===== Dataset =====

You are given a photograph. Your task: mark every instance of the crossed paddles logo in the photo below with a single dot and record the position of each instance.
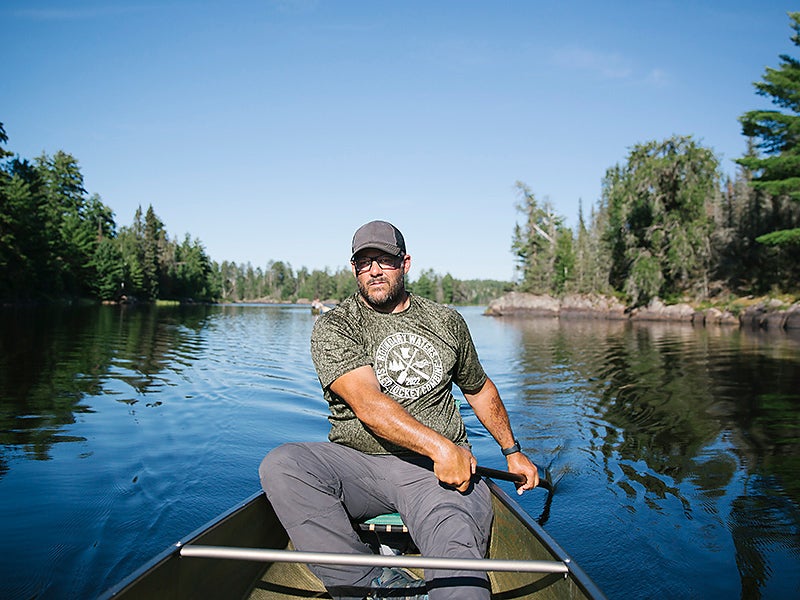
(407, 365)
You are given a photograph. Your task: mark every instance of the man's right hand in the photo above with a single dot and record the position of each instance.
(454, 466)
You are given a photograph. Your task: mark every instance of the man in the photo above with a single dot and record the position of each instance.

=====

Aim of the exercise: Repeat the records above exactly, omitting every picture.

Answer area:
You are given a photograph. Your task: mark every instance of the crossed paddles logo in the photo below with a single dot and record the position of each instance.
(407, 365)
You are given a photograph. Your task: mark every instance of the man's right hand in the photo above with a single dot and record the position of each instance.
(454, 466)
You are given a photograph. Your task: mark every instance of the man in the photo above with a single dot and record the position of each instance.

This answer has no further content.